▶ DATA SECTION:
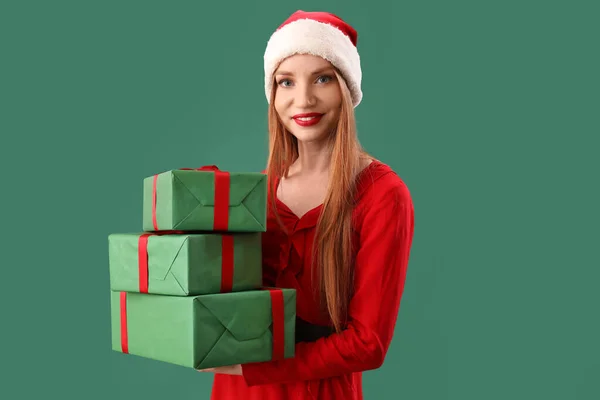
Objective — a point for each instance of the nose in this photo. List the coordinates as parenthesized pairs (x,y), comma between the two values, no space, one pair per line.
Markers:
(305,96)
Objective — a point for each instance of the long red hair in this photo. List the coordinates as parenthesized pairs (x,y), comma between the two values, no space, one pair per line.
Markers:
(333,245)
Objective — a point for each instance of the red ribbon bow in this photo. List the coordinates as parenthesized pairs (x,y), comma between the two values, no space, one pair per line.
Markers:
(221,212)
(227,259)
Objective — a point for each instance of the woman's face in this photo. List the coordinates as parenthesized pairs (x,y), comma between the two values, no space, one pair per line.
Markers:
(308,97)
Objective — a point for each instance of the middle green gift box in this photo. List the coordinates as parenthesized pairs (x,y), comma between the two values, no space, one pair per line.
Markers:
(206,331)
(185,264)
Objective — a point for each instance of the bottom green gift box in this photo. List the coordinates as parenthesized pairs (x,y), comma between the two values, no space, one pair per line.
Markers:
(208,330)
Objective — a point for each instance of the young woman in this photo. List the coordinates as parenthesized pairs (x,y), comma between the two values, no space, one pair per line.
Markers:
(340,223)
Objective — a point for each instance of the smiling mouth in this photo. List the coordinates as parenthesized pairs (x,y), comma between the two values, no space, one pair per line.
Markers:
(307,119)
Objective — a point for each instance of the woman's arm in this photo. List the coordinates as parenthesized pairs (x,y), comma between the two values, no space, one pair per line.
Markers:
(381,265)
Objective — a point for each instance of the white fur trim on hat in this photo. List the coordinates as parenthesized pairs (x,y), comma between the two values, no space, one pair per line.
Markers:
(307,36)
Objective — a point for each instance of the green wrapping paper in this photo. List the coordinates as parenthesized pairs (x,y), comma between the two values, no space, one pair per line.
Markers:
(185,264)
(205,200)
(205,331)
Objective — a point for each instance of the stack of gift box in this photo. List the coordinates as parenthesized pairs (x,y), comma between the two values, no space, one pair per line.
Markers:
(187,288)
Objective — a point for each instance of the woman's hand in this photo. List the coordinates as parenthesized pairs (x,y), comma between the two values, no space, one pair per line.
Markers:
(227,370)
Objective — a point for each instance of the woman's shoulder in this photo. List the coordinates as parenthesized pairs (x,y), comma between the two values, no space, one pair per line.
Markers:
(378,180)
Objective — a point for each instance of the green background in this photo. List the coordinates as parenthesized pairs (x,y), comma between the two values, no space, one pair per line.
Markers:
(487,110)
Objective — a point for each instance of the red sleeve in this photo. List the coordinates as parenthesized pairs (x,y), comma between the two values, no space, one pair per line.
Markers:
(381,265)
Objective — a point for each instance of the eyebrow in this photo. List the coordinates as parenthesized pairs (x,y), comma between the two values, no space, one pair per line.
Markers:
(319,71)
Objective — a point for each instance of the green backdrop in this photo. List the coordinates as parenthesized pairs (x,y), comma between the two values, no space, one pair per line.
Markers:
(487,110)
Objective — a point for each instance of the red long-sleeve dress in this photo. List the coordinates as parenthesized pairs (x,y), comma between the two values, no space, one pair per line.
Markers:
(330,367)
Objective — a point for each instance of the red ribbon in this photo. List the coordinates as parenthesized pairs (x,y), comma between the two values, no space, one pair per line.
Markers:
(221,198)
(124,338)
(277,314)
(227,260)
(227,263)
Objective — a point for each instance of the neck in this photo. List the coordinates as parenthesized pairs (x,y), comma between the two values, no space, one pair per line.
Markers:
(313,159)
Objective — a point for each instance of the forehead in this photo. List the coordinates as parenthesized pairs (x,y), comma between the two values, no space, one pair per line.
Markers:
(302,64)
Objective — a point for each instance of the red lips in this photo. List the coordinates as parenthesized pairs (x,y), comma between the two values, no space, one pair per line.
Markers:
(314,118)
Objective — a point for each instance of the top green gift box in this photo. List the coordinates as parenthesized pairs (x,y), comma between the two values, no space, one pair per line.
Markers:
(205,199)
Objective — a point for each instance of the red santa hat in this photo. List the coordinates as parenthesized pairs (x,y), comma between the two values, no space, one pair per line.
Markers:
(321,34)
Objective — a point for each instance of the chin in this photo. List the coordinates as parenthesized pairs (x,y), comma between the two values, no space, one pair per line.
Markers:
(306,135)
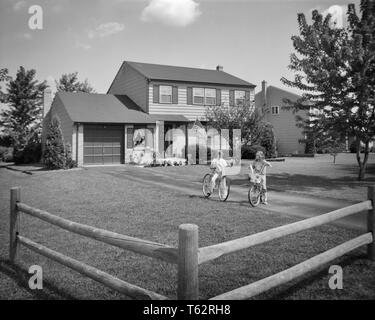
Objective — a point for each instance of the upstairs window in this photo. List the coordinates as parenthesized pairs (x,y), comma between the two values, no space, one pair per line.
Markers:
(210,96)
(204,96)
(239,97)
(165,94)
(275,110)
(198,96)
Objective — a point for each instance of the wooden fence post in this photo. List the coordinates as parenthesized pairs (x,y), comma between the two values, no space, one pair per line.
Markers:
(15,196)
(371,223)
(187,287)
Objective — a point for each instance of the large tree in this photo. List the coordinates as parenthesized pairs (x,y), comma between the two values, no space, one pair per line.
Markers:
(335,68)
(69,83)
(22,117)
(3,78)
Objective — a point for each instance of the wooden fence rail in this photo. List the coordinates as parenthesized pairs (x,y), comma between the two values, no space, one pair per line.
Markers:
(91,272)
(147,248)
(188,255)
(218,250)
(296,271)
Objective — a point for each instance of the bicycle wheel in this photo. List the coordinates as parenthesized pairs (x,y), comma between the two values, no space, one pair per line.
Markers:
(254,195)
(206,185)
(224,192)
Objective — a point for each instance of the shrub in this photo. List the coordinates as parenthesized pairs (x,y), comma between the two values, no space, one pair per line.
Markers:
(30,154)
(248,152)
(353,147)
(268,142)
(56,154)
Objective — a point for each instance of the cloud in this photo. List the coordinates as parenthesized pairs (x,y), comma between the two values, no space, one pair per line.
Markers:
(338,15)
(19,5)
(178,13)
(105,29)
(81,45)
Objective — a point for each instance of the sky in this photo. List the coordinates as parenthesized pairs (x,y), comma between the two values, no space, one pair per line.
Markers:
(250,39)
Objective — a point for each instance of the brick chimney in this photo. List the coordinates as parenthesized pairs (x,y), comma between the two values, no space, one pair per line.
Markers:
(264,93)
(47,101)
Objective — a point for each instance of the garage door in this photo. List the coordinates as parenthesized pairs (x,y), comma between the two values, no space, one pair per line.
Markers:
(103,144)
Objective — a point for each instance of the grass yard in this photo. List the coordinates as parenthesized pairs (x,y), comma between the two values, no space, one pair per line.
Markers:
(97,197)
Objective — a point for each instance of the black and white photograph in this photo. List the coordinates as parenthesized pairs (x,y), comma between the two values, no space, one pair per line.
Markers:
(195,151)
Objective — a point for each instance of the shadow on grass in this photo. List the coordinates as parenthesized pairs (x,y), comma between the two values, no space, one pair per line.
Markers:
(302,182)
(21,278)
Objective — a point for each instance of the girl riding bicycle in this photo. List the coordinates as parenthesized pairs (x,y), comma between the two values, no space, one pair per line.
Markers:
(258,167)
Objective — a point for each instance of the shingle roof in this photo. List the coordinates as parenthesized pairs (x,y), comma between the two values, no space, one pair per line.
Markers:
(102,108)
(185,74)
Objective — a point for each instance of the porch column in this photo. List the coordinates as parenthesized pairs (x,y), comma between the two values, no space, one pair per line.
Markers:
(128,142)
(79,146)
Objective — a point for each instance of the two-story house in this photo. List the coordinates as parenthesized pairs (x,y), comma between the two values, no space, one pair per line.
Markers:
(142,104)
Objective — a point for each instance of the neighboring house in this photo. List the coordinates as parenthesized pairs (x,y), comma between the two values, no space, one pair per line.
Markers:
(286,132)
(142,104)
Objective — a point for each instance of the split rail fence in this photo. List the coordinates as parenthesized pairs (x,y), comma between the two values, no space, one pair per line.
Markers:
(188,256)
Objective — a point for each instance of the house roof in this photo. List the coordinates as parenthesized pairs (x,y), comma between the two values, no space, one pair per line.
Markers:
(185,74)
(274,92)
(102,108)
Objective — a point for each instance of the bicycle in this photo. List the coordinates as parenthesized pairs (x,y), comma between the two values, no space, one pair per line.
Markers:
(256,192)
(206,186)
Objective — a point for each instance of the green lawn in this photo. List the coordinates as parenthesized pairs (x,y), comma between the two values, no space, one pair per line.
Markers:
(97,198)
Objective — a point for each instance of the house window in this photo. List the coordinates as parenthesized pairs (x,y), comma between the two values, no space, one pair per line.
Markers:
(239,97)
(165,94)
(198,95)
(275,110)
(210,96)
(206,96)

▶ PROBLEM DESCRIPTION: Every line above that holds the string "gift" should be returned.

▶ SOLUTION FOR THIS TASK:
Objective — a point for each instance of the middle green gift box in this photo. List the coordinates as parenthesized pairs (x,y), comma between the two values, no space, one pair per line.
Objective — a point for each instance of the bottom green gift box in this photo. List the coordinates as parenthesized pairs (x,y), comma between the two values, no space, one pair per line.
Objective — a point for each instance of the stack of gift box in this photo. List the coordinates as parenthesized pairs (x,y), comma between the two values, no space, one pair per line.
Objective — a point for each instance of the top green gift box in this photo. List the coordinates as parenthesized pairs (x,y), comma between the two values, no space, one pair per line.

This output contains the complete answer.